> [What is required]: Transcribe the data that follows precisely, omitting nothing.

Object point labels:
"""

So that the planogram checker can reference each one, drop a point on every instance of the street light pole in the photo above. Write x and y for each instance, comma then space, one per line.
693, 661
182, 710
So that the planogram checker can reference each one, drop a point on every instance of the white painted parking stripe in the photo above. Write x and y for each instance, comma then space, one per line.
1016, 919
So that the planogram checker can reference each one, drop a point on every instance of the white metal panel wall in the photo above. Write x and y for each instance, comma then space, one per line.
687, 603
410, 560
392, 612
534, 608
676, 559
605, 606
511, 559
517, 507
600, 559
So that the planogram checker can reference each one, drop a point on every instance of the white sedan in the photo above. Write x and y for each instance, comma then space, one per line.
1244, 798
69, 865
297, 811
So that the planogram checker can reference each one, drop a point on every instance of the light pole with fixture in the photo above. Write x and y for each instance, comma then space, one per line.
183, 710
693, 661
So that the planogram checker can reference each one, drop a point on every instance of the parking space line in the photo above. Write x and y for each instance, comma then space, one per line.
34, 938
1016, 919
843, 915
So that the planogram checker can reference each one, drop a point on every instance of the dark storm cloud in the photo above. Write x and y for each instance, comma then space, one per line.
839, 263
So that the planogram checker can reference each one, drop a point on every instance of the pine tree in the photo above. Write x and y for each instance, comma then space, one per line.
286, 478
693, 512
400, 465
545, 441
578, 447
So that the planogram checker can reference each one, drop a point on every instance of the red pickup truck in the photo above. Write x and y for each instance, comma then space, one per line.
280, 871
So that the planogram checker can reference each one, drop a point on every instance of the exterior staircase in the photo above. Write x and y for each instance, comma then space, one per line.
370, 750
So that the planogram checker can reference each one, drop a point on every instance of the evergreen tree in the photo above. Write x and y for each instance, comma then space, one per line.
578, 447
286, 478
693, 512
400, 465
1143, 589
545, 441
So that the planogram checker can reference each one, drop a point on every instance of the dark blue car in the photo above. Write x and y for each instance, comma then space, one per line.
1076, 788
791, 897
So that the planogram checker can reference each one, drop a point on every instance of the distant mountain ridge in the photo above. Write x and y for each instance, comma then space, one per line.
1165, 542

"""

> [The answer]:
So that the planogram checker can reference each one, drop a point on every instance of the street light pole in the photo above. Write x and y for each instance, comma then space, one per line.
693, 661
182, 710
So that the planogram checker can reference each one, drop a point on every instance of the white painted parking stripe in the photo above. Write x and y for each instance, comma then space, one per line.
1016, 919
So that the planogram checker can reference each one, drop a point on every instance of the white metal panel wall in the photo above. Write x and y for each instance, comma then space, one per line.
687, 603
410, 560
392, 612
534, 608
676, 559
605, 606
511, 559
517, 507
600, 559
So that the planogram checker can reference each one, drop a point on every instance of the white sedan in the photo above. Write x and y for each instance, comma then space, one per line.
1244, 798
69, 865
297, 811
So that the planogram checker can reference each one, drop a point on every instance of the light pole with fixture in the photo above. Write x and y for each instance, comma then space, one per line.
183, 710
693, 661
So that the planogram checker can reference each one, drop a point on every instance of the parking space line in the photo above. Write x and y for each instance, comma then space, one per line.
34, 938
1016, 919
843, 915
So that the planogram checker can reference each one, drop a point on every instance of the dark storm cloud in the photo above. Write x and y for each instance, comma then space, one per line.
839, 263
So that the planogram checker can reference each one, drop a point on every instance of the pine tree in the photo above. Write x and y for each instance, comma then space, one per line.
286, 478
693, 512
400, 465
545, 441
578, 447
So that the planogram checker can reference each one, drop a point on every instance of the red pickup truck in the photo above. Write x and y for each instance, comma then space, one per line.
280, 871
So that the planogram checker can reference each one, drop a point on every instance of the exterior staircase in the photo above. Write x and y for each instance, comma then space, one per line.
370, 750
So that the planogram checker can reference each one, drop a point on every instance of the evergreen tree in the photo above. Write x and y for each instance, comma then space, one per line.
578, 447
286, 478
693, 512
400, 465
1143, 589
545, 441
So that the planogram checker can reference each one, drop a point on every instance of the dark blue car in the photo above. Write x and y for each instance, comma then space, one per line.
1076, 788
791, 897
So that the planogram checker can reference each one, drop a point on every instance of the distant mountain ridge in the photo above. Write x and y for each instance, comma then space, one per line.
1165, 542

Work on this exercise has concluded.